• Enunciado: Haz una lista de todos los personajes de la novela Stoner que aparecen en el fragmento.

• Fragmento proporcionado:
-------------------------

Durante mi infancia, Padre me contaba la historia de un niño que vivía en el campo y que, mediante ciertos sacrificios familiares, había logrado asistir a la escuela. Allí, nada le resultaría sencillo: de pronto, surgirían gastos no previstos y sus compañeros no serían los más inclusivos del pueblo. A pesar de dichas adversidades y otras muchas, Manuel lograría terminar sus estudios y volvería al campo con ciertos saberes que le permitirían ayudar a sus padres. Con el tiempo, incluso, dejarían de ser arrendatarios. 

La de Manuel era una historia lacrimosa con final feliz. Y no mucho más. Stoner es parecida en algunos aspectos, solo que peor y más elogiada.

William Stoner es un hombre-santo que ingresa en la universidad como estudiante de Agronomía. Allí descubre su pasión por las letras y cambia de carrera. Una vez recibido, se emplea como profesor universitario y comienza a tener una vida modesta. Luego se casa con la hija de un banquero y juntos viven un matrimonio pleno de angustias porque, claro, ella es una neurótica. Tienen una hija a la Stoner adora; pero, cuando su esposa se interpone en su relación, él no hace nada, solo para vivir en paz. Su hija vive una vida desdichada y, en su primer año universitario, decide hacer lo posible para abandonar su casa.

A los cuarenta y tres años, William Stoner aprendió lo que otros, muchos más jóvenes, habían aprendido antes que él: que la persona que uno ama al principio no es la persona que uno ama al final, y que el amor no es un fin sino un proceso mediante el cual una persona intenta conocer a otra.

-------------------------

• Material proporcionado:
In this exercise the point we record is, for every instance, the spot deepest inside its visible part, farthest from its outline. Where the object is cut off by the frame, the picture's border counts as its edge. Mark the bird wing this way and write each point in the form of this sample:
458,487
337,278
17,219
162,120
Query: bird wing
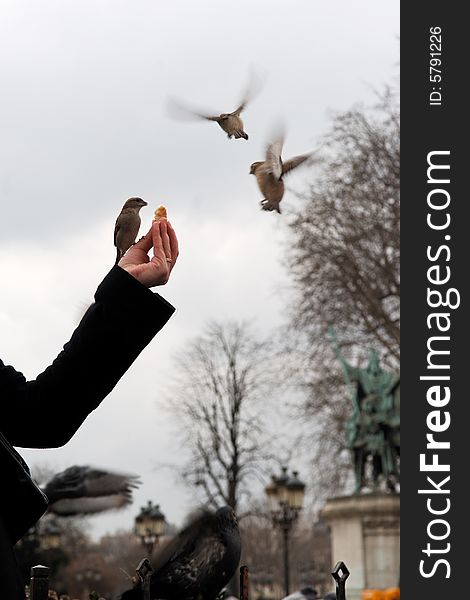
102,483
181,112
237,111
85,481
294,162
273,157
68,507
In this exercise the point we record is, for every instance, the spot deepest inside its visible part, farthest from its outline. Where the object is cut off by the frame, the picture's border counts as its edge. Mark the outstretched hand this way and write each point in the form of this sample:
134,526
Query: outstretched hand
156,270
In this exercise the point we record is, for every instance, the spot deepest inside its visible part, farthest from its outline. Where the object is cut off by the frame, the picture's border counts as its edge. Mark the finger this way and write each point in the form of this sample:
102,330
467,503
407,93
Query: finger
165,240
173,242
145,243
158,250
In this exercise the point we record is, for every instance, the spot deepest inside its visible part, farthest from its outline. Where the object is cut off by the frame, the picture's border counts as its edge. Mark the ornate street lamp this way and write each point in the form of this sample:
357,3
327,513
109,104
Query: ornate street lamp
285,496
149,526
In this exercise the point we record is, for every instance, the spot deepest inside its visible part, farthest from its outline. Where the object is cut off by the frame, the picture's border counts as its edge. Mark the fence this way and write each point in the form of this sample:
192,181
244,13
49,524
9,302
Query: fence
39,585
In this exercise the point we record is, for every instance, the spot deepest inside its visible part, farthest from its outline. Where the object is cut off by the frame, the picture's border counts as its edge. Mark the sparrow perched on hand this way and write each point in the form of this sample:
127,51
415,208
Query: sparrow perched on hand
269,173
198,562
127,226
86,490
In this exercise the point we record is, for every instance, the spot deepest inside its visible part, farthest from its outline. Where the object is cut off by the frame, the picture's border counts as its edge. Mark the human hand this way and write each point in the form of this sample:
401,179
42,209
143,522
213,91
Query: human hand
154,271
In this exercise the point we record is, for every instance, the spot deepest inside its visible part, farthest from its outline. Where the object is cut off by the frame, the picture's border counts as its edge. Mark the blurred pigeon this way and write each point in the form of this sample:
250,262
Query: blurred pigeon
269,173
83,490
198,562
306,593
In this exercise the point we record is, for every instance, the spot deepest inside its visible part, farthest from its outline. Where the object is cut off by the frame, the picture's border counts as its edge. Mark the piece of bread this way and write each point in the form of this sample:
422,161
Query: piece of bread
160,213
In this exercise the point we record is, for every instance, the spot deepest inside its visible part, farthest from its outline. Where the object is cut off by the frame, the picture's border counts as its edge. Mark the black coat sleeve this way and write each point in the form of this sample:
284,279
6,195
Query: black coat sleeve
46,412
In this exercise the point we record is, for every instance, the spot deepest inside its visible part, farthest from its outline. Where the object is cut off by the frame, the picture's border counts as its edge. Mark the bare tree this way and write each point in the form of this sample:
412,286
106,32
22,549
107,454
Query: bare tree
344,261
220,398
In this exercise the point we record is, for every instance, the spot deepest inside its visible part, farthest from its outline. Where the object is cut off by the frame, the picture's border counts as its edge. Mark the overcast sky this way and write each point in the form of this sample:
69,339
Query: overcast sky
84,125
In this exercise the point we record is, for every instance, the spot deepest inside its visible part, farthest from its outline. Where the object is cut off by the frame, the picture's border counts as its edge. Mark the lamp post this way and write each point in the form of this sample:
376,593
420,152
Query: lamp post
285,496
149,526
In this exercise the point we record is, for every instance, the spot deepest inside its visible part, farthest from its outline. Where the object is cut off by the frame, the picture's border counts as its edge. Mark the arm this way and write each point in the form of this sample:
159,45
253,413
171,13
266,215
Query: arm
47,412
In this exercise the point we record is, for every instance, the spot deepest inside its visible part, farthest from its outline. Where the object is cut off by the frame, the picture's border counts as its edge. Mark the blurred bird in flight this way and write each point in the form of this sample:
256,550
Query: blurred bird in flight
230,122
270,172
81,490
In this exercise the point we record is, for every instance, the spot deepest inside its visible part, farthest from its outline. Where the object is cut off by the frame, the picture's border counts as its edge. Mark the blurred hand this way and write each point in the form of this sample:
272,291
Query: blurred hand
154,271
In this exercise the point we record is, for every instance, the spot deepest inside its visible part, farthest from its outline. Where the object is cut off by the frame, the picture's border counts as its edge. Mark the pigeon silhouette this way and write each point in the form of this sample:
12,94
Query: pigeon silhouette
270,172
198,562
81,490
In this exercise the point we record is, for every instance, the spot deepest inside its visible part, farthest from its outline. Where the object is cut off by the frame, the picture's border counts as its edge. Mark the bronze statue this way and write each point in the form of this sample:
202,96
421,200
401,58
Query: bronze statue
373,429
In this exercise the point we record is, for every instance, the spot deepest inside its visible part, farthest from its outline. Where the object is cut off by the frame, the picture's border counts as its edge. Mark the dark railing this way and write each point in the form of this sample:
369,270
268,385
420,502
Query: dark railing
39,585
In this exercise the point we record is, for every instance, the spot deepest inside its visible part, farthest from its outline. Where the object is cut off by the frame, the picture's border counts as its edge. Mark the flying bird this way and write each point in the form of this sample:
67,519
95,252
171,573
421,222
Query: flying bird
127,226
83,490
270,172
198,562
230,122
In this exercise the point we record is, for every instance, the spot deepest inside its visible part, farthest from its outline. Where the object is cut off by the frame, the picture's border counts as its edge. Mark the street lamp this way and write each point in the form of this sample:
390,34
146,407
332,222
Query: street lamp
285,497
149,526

-------------------------

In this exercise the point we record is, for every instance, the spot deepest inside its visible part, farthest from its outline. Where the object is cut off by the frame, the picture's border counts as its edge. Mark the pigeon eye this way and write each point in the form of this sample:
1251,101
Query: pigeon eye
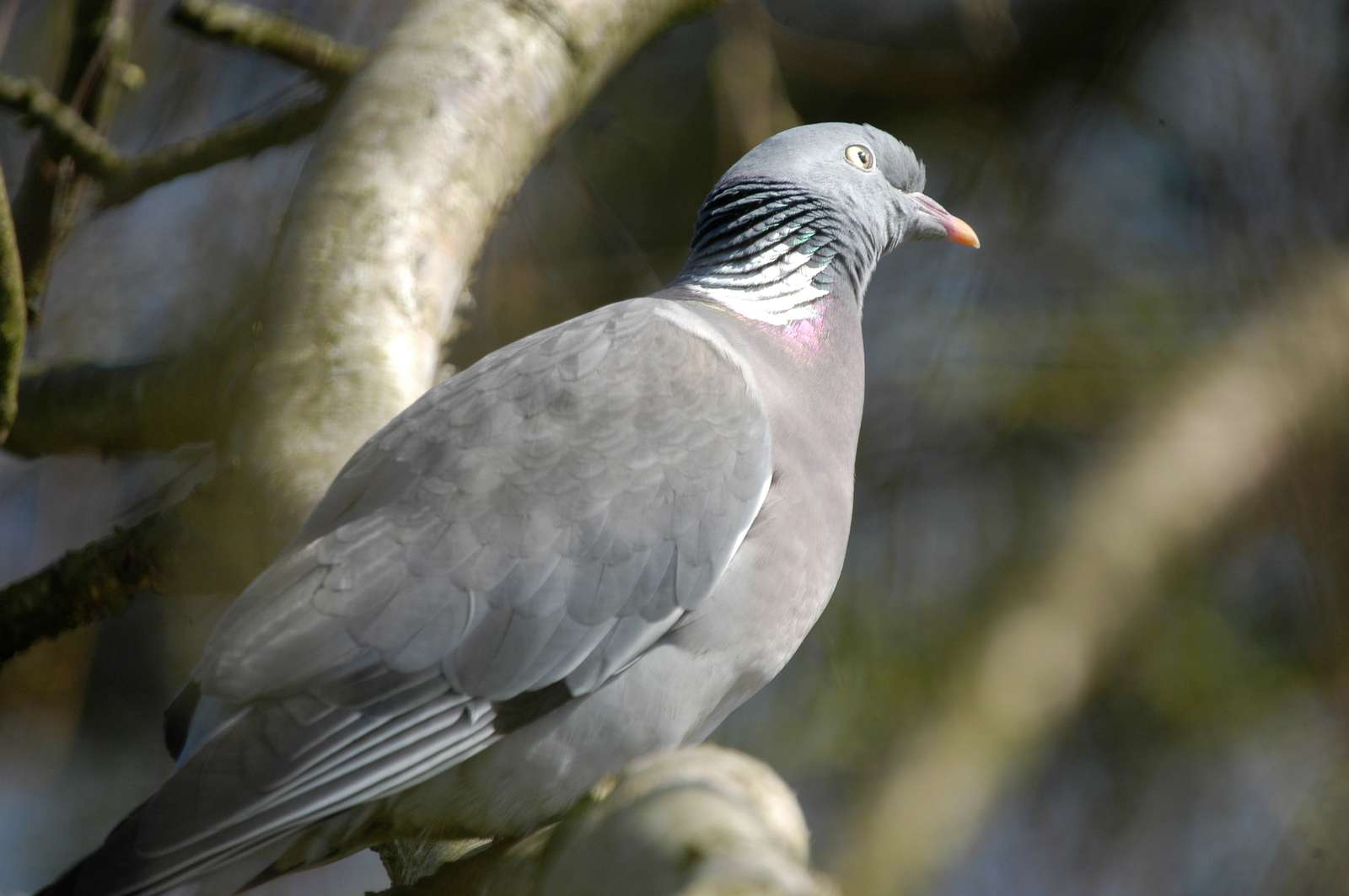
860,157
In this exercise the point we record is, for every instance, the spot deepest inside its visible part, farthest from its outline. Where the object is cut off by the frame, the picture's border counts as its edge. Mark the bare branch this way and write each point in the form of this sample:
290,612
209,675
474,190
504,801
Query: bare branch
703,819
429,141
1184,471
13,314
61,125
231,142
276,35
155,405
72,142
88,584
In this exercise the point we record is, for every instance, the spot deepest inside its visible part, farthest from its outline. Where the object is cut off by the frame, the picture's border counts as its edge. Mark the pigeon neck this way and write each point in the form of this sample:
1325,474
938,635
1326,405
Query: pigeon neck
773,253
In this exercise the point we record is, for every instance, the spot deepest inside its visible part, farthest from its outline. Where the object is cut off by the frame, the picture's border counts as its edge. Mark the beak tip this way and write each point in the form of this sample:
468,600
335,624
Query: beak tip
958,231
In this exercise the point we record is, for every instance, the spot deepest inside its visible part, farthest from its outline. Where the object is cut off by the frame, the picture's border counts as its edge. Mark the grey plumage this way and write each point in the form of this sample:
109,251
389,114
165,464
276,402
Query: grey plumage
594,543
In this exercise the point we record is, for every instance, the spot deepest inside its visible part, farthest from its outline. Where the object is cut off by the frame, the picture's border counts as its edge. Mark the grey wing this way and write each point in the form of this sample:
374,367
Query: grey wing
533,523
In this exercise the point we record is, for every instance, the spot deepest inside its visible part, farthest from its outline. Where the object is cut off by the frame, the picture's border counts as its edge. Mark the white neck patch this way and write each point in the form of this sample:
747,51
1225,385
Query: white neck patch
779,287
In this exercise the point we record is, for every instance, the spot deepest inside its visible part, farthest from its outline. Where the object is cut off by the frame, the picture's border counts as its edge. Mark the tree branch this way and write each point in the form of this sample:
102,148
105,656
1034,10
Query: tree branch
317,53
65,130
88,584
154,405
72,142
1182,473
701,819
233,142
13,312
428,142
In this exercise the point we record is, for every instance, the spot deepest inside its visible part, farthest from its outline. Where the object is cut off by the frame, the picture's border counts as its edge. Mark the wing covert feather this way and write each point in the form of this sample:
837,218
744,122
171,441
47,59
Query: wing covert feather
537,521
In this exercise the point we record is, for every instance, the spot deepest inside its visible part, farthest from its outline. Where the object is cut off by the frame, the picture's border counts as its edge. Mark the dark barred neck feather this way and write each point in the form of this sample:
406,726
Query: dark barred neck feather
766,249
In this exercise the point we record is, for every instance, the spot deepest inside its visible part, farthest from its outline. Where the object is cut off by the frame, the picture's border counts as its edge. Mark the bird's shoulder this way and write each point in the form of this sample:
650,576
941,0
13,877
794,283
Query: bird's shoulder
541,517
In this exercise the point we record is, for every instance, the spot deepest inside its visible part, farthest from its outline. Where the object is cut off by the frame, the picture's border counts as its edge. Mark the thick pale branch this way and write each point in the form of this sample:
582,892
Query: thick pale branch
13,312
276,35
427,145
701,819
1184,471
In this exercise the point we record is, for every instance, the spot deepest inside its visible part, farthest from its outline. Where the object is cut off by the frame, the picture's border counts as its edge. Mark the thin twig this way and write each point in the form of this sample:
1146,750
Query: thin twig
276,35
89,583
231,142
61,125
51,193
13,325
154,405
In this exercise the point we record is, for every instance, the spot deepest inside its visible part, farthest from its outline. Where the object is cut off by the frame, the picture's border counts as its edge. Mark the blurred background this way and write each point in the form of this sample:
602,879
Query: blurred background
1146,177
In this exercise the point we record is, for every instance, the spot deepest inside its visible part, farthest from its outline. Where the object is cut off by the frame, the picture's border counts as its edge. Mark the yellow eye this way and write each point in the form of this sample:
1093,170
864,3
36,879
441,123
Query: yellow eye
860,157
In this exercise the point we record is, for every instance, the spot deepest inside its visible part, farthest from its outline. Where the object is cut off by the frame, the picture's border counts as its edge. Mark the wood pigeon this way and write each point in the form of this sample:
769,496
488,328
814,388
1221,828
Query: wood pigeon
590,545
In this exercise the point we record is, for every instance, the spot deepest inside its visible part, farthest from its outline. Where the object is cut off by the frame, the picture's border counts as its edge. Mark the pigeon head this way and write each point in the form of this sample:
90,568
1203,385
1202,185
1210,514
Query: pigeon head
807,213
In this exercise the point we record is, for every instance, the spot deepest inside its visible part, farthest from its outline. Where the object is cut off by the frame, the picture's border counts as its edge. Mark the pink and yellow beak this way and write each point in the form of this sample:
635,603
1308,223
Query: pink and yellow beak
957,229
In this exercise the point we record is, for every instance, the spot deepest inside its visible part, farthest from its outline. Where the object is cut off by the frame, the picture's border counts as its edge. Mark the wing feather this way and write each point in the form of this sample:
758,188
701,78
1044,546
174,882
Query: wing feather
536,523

-------------------------

• Respuesta correcta:
- William Stoner
- Su esposa
- La hija de ambos
- El banquero, padre de la esposa